■ EXERCISE REQUIREMENTS:
Compute how many lines in the records below contain the string "computer" and give that number without other output.

■ DATA FOR PROCESSING:
------
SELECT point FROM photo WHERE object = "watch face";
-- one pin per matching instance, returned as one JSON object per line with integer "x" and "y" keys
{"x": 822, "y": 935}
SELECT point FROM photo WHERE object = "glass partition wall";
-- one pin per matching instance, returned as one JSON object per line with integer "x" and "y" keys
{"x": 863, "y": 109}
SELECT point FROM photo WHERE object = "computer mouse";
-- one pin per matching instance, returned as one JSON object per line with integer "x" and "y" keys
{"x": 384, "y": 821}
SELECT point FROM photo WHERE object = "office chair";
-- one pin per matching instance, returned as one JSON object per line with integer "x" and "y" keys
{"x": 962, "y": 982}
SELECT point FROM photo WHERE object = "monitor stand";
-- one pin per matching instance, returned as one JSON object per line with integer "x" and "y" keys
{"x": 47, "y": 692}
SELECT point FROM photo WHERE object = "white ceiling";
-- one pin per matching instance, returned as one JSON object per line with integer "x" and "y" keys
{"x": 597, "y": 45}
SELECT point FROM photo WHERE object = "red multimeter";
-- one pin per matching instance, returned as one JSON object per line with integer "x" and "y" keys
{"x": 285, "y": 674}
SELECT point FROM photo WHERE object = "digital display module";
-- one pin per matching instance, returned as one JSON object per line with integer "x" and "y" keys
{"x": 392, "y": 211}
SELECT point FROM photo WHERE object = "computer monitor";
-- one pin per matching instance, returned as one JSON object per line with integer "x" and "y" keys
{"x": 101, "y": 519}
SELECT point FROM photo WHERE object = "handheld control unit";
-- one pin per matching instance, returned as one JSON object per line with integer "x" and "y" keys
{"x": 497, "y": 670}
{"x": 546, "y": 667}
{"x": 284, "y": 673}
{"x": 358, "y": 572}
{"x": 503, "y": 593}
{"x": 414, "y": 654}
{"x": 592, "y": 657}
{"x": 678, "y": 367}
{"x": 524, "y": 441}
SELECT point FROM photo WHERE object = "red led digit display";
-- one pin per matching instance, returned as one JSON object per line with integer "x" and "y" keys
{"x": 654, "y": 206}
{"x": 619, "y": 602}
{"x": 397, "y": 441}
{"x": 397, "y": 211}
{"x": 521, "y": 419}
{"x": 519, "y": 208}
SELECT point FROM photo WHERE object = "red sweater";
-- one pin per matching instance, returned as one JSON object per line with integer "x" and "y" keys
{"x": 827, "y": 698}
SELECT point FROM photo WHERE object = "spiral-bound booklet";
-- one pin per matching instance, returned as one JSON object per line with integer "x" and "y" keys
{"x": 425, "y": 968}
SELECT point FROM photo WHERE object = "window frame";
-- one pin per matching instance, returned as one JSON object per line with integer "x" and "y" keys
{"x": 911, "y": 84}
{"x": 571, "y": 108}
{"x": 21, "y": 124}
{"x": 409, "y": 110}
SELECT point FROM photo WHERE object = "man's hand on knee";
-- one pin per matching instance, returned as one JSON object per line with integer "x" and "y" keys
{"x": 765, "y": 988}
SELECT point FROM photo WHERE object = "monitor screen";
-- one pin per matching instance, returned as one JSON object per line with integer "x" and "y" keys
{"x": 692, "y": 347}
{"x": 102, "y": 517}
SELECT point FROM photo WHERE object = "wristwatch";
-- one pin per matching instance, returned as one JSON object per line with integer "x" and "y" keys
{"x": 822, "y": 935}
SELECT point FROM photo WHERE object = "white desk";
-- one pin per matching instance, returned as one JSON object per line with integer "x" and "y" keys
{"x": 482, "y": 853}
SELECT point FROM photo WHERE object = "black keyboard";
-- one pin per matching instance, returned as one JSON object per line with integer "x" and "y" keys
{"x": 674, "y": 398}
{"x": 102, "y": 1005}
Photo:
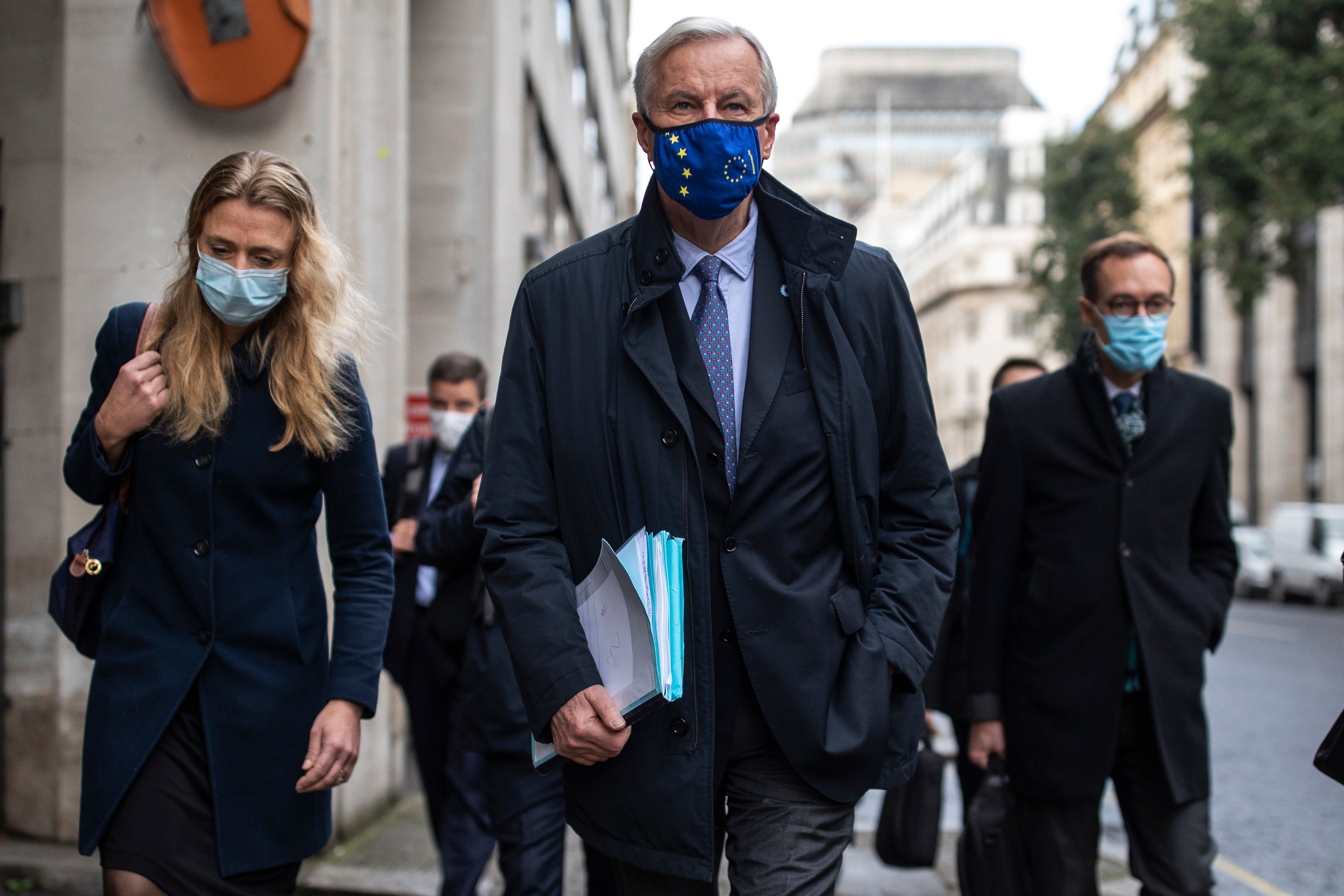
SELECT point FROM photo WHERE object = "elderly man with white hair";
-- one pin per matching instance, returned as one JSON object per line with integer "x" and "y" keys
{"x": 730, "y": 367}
------
■ RESULT FOR THIS EXERCISE:
2